Carry on the essay about autumn leaf drop and the ginkgo tree from the point where it stops.

Excerpted text:
────────────────
By Andrew L’Roe
Editor’s note: Andrew L’Roe has lived in Addison County since 2016, and works at the Regional Planning Commission. He serves as the chair of the Middlebury Conservation Commission and enjoys getting out on the Trail Around Middlebury nearly every day.
The ginkgo tree at the end of my street finally dropped its leaves a week before last after the overnight temperature dropped below freezing. I took note of the date and the implications of its trend.
Deciduous trees form an abscission layer at the base of each leaf stalk so that eventually the leaf has nothing securing it to the plant. The cells of this abscission layer are corky so that when the leaf falls a scar is formed and no living cells are exposed to the elements. For most deciduous species, like maples, oaks and walnuts, this usually happens at different rates, in different parts of the tree canopy over several weeks.
The hundreds of thousands of maple and oak leaves, not to mention the innumerable walnut and locust leaflets, fell off individually over the course of the last few weeks, tormenting my neighbors and our drainage ditches.
────────────────
Records provided:
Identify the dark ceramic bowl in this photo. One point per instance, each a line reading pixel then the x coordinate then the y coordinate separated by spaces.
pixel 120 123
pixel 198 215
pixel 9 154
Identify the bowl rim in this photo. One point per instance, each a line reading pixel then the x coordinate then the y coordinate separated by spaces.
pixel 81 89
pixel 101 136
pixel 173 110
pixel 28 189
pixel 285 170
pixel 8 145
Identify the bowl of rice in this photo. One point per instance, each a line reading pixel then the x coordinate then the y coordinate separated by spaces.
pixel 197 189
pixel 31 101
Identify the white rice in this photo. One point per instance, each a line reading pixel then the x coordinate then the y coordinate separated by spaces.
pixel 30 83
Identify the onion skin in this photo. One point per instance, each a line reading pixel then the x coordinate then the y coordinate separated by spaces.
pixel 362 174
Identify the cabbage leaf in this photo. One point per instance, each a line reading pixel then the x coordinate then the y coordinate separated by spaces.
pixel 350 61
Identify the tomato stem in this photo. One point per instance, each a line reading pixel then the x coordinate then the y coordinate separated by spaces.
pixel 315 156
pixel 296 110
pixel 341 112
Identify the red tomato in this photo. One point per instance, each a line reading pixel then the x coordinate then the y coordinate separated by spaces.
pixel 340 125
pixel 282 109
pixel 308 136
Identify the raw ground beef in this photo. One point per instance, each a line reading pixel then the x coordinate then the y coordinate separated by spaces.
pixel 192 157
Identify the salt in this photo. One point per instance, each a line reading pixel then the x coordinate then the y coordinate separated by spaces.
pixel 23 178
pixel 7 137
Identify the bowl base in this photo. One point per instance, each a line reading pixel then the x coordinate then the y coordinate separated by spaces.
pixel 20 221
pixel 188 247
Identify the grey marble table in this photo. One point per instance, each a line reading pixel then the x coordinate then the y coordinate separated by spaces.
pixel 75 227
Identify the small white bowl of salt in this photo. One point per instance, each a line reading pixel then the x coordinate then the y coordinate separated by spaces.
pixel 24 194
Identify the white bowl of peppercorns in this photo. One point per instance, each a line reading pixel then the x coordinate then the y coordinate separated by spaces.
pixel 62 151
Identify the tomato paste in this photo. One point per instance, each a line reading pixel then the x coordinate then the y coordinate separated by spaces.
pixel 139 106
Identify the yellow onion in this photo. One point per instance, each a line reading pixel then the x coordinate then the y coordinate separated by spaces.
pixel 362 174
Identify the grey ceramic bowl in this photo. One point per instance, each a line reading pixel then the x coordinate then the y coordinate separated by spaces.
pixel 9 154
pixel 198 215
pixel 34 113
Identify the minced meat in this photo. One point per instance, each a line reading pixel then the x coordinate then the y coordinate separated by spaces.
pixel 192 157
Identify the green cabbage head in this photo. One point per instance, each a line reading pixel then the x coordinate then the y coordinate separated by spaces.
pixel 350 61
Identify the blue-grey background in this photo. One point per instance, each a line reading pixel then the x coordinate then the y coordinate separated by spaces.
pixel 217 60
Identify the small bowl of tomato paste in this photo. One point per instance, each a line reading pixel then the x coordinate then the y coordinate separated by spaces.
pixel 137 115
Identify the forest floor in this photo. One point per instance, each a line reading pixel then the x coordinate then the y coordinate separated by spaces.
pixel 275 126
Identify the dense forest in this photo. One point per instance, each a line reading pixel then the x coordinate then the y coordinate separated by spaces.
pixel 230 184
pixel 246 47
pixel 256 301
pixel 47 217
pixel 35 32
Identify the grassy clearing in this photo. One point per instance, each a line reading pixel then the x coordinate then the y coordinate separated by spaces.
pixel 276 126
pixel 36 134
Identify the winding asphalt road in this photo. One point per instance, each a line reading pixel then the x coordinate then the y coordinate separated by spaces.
────────────────
Answer below:
The ginkgo trees, in contrast, have a remarkable synchrony. In the autumn they change to bright yellow all at once. The development of their abscission layers occurs across all their stems at once, so that the heavy, fan-shaped leaves fall almost in unison, usually in one single day. The first hard frost finishes severing every leaf, and they rain to the ground together, dumping a golden blanket directly below the spreading branches.
This year, the last leaves fell on Nov. 8.
Last year they fell on Nov. 3.
In 2020 the leaves fell on Oct. 31.
This isn’t unique to the tree on our street. At the University of New Hampshire, staff members in the Natural Resource Department ran a guessing contest and have kept track of a single gingko tree on campus since 1977. Rediscovered hand-written notes translated into a graph revealed that the ginkgo-dump day had been sliding forward over the ensuing decades. Every decade that ginkgo tree has lost its leaves an average three days later. Researchers at the Meteorological Agency in Japan found that ginkgo leaf fall occurred eight days later in 2000 than it did in 1953.
It occurred to me that my preschool-age kids will take for granted the later frosts and leaf falls, along with the timing of other seasonal occurrences — the first snow fall, the sugar maple buds breaking earlier in the spring. Ruby-throated hummingbirds seem to be sticking around our feeders later, but several of the neotropical warblers that migrate our way in early May might skip us to go farther north.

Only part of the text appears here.